WORK TASK — Copy out the full data exactly as given; pictures should not be included.

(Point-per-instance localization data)

:::

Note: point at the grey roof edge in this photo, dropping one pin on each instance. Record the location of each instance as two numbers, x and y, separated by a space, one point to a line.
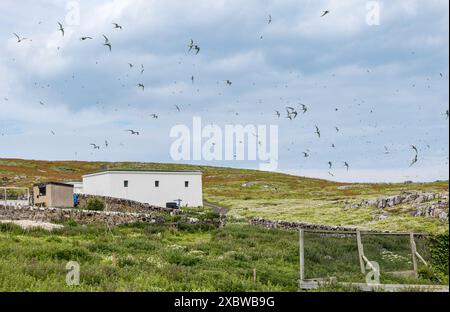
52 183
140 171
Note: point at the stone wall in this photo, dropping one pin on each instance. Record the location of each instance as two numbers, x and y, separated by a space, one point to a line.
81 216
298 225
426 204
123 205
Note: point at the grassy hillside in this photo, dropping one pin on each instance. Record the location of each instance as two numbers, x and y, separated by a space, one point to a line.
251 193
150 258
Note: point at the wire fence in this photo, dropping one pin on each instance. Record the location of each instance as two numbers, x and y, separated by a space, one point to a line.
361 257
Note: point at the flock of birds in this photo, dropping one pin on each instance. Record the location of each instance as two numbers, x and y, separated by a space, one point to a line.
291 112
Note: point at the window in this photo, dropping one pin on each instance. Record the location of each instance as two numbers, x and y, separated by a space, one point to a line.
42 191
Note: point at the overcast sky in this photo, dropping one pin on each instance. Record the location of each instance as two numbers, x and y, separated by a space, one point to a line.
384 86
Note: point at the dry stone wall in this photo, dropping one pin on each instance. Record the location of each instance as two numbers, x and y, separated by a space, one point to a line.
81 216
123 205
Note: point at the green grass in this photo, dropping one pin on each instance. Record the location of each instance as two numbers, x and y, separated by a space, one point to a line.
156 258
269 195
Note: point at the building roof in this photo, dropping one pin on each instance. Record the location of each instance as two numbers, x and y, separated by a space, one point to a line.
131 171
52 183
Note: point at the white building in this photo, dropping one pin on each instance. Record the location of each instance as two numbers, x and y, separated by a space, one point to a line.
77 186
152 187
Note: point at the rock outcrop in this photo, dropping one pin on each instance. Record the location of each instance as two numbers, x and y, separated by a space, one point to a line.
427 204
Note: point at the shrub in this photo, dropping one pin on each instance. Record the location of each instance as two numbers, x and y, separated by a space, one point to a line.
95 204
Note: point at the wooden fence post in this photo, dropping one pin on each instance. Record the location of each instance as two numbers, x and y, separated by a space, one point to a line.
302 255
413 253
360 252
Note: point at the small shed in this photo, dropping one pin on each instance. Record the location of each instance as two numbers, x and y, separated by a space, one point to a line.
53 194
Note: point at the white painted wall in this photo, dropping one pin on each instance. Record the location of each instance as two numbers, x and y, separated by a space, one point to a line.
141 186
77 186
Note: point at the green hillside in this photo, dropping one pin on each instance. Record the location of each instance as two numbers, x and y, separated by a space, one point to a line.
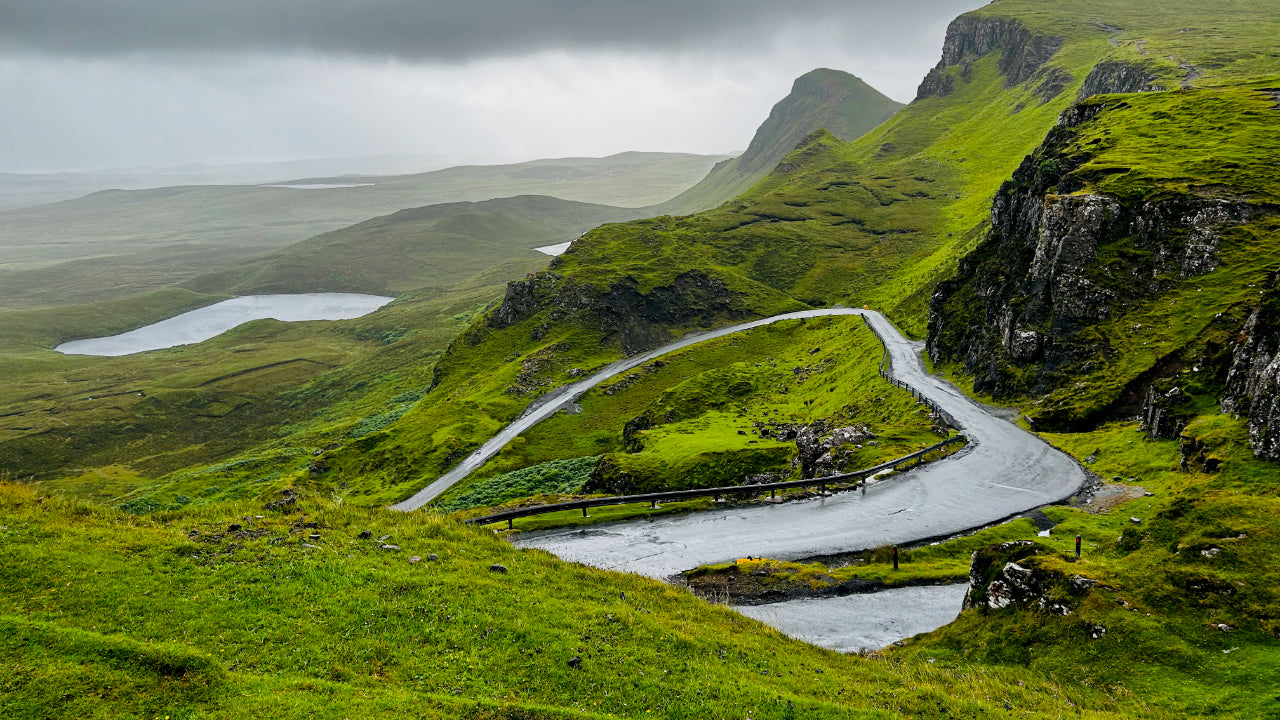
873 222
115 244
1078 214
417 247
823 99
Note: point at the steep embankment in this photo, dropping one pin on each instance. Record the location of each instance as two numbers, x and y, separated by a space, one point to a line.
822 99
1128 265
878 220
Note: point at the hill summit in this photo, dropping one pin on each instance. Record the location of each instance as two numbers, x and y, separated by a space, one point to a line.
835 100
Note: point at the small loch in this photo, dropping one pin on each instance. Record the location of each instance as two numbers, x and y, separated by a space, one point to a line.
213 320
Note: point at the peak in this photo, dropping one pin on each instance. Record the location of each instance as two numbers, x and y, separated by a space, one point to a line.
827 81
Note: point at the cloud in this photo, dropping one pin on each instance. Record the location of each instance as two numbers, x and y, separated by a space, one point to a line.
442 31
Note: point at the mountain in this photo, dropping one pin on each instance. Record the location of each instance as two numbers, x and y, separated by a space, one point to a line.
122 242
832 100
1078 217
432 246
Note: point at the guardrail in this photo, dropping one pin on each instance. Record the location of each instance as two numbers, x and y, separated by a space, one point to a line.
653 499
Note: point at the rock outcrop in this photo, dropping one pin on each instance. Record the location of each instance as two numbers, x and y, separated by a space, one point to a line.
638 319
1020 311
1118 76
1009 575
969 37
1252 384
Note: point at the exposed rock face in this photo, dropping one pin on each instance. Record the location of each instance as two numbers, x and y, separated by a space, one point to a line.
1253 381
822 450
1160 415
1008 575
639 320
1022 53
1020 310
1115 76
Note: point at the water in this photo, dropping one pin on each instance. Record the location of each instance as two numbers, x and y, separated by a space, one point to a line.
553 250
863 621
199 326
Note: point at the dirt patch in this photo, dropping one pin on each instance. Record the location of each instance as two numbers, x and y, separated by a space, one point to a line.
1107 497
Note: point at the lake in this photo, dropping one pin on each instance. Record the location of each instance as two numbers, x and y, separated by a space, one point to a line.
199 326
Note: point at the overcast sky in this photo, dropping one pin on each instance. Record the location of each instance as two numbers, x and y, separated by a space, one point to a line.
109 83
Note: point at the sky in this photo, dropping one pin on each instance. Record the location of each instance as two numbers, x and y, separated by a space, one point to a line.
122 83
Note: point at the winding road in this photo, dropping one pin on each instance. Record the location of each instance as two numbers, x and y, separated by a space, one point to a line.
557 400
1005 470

:::

RESULT OF THIS TASK —
Note: point at the grey roof edge in this photo, dropping one pin on each instance. Record the location of each instance as two numbers, x and y, separated by a space, one point to a line.
52 183
140 171
Note: point at the stone wall in this photo, dropping one pin on each instance. Record the location of each instance as two numbers, x and y, separated by a space, one point to a line.
81 216
298 225
426 204
123 205
Note: point at the grassy hillside in this photo, dropping one pin on each instance. Record the location of each instance as two numbers, x and y, separated by a space, one point to a line.
251 193
150 258
Note: point at the wire fence in this photo, dropping one pin on each instance. Record the location of each instance as two numbers, x and y, separated by a space, one point to a line.
361 257
Note: point at the flock of birds in this photo, dropping one pin on each instance. Record the location of each instance as two numbers, x and y, separated by a space, one point to a line.
291 112
Note: point at the window in this photo, dropping one pin on each instance. Record the location of each instance as two numbers, x and y, separated by a space, one point to a line.
42 191
Note: point at the overcast sky in this photo, dropping one pin on each instance. Record the location of each instance as two numbers, x and y, separated by a space, one point to a line.
384 86
Note: point at the dry stone wall in this photo, dropping one pin on each instance. Record the location of each instance as two numbers, x and y, separated by a space, one point to a line.
81 216
123 205
Note: point at the green grass in this photo, dropping one pin on each instance. Record the location of each instance as two numbers, x and y, separated by a space, one point to a line.
156 258
269 195
Note: point at the building roof in this photo, dropping one pin on each instance. Record the location of each instance as two numbers, x and y, separated by a space, one point to a line.
131 171
52 183
Note: point at the white building in this photo, dropping one pin on each instance. Record the location of each instance as two numbers, x and y, separated by a space, one point to a line.
77 186
152 187
Note: point at the rock outcrop in this photo, dropping one pin on each instance. Record the location of each instance as two numbers, x and y, separated by a space, one point to a line.
427 204
Note: point at the shrub in this photo, dropping one pin on each instance. Record the location of each instance as two numbers, x and y, separated by a space, one point to a line.
95 204
Note: point at the wooden fence post in this photo, dropping one pin on each instance. Record the location of each instance as two numbers, x and y, separated by a space, one point to a line.
302 255
413 253
360 252
Note: point at the small shed in this photo, dropping one pin on each instance. Record the location of each instance as two numbers, x and y, separated by a space, one point to a line.
53 194
Note: point at the white painted wall in this photo, dropping one pin on each instance. Record the location of each instance as two numbers, x and y, separated by a space, one point to a line.
141 186
77 186
Note: point at the green hillside in this photo, dropping one pin on each instance. Record the location of each instance as two numbers, x and y, separated by a space, one point to a line.
873 222
115 244
1078 214
417 247
823 99
Note: point at the steep embankment in this photo, dropping one pin on each instance. Record the location of each instance as two numbers, x and y, separated by a space, one point to a line.
822 99
1128 265
878 220
Note: point at the hill summit in this photo, dropping one pin on each instance. Record the location of each instance as two numbers, x and y, separated by a space, one point to a line.
835 100
Note: point at the small loch in this photo, dropping one pin on each instance. Record the location of each instance as two numbers, x and y, separated by a space, one point to a line.
213 320
Note: point at the peak in this photo, dropping one pin on each instance. Record the location of each instance as two numbers, x and y, separated by a space, one point to a line.
827 81
Note: point at the cloud in this photo, dropping one pin on each instance. Record the location of each instance as two numbers, x and y, separated by a space, one point to a line.
442 31
Note: point at the mountain in this photo, dropping one pin on each instance. Record the location of each instance as two numbers, x and y, separated by a space, one point to a line.
122 242
832 100
1078 217
432 246
Note: point at the guardrail in this photo, dropping one pin on each instance. Record the location of each instance as two numbers, x and y, separated by a space, one point to a line.
653 499
Note: point at the rock outcrop in this photo, dropping one pin on each instance. Record the location of each instance as two numbers, x and y, separated by a space, one point to a line.
638 319
1020 311
1118 76
1009 575
969 37
1252 384
Note: point at the exposed rock face in this photo, dropping one pin on each instance. Record the location of each instance as two numbers, x and y, separated by a space, one point to a line.
1253 381
822 450
1160 415
1008 575
639 320
1022 53
1020 310
1115 76
Note: point at the water in this photo, dropping one pin on each instance. Record the location of each instance as two numbers, x and y, separated by a space, one point to a line.
553 250
863 621
199 326
Note: point at the dirt patch in this photo, dropping one pin on each instance. Record the location of each instance as two numbers, x and y, separated by a space, one point to a line.
1107 497
Note: point at the lake in this photo, dropping one pin on each instance. Record the location of each instance as two numbers, x and y, separated by a space, one point to a line.
199 326
Note: point at the overcast sky in this photo, dropping one pin on each instance. Record the location of each instance as two numbers, x and y, separated by a space, one point to a line.
109 83
Note: point at the sky in this photo, dropping one pin on each instance. Record the location of each instance as two numbers, x and y, separated by a space, one point to a line.
122 83
Note: point at the winding road in this photo, dropping one pin on each instance. Record the location of each instance as two numbers, x and y, separated by a space, one point to a line.
557 400
1005 470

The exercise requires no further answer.